=== Provided records ===

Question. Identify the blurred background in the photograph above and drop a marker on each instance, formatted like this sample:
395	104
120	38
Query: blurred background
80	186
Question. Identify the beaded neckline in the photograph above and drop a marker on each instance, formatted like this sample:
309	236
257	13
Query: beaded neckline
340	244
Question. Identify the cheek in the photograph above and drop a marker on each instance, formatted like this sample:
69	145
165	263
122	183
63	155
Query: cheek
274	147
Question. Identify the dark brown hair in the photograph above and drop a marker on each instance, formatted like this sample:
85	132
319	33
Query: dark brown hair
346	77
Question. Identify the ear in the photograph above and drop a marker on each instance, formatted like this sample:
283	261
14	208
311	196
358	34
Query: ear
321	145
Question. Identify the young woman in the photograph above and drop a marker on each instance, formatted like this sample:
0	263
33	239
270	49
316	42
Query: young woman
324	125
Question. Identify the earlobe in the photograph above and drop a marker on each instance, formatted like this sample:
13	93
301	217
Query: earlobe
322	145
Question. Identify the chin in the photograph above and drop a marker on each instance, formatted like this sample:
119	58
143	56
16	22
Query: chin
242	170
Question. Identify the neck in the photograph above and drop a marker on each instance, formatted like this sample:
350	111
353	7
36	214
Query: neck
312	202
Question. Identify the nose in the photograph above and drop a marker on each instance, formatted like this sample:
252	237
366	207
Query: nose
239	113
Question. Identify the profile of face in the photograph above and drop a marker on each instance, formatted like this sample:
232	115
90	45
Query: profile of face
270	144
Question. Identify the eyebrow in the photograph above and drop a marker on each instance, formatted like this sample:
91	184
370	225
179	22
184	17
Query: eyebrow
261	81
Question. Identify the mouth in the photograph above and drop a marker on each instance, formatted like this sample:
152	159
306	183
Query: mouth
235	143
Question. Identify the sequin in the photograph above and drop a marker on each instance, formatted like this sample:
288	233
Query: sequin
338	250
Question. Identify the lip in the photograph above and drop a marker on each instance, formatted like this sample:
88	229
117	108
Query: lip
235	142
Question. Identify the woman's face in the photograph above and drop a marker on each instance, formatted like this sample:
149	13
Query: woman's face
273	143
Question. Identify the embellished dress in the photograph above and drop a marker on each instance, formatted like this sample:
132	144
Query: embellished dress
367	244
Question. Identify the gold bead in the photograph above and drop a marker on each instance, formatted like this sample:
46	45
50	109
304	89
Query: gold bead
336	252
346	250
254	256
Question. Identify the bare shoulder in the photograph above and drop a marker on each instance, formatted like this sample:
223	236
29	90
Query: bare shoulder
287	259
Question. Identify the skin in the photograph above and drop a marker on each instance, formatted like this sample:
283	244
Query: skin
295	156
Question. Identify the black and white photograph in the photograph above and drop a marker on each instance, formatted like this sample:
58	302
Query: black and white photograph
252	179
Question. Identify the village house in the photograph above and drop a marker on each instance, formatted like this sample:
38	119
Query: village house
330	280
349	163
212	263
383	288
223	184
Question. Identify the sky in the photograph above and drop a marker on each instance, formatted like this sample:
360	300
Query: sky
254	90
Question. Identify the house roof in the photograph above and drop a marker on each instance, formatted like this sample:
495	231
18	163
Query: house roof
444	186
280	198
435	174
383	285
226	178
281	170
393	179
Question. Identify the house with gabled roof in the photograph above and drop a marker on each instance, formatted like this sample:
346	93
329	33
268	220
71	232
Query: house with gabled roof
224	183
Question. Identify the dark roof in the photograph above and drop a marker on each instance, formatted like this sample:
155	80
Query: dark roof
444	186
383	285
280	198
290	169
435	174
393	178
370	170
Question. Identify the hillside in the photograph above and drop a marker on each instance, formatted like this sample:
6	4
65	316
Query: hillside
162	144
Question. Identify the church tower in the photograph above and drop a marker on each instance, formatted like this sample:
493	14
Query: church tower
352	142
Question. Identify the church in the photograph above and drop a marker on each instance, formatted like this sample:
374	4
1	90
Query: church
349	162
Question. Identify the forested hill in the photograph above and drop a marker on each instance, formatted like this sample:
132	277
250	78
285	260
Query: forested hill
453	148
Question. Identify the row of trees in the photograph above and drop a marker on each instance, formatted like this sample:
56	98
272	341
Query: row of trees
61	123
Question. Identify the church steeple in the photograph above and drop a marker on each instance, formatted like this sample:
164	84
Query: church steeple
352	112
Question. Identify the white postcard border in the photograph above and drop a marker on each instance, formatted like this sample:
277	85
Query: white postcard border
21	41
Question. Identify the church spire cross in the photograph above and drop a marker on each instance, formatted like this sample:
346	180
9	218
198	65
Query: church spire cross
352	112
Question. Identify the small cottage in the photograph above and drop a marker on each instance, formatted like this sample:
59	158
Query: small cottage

===

▸ Problem to work on
Starting at the line containing "Question. Identify the church spire" and ending at the last line of the rows, write out every line again, requests included, multiplying each point coordinate in the answers by 1.05 and rounding to whole numbers, with halves rounded up. Leave the numbers in the requests and their format samples unchanged.

▸ Full solution
Question. Identify the church spire cross in the photograph above and drop a marker on each instance, formatted like this sample:
346	180
9	218
198	65
Query: church spire cross
370	118
Question. Identify the small cottage in the photograph above and drop a marker on each instance, formatted like this sample:
59	158
Query: small cottage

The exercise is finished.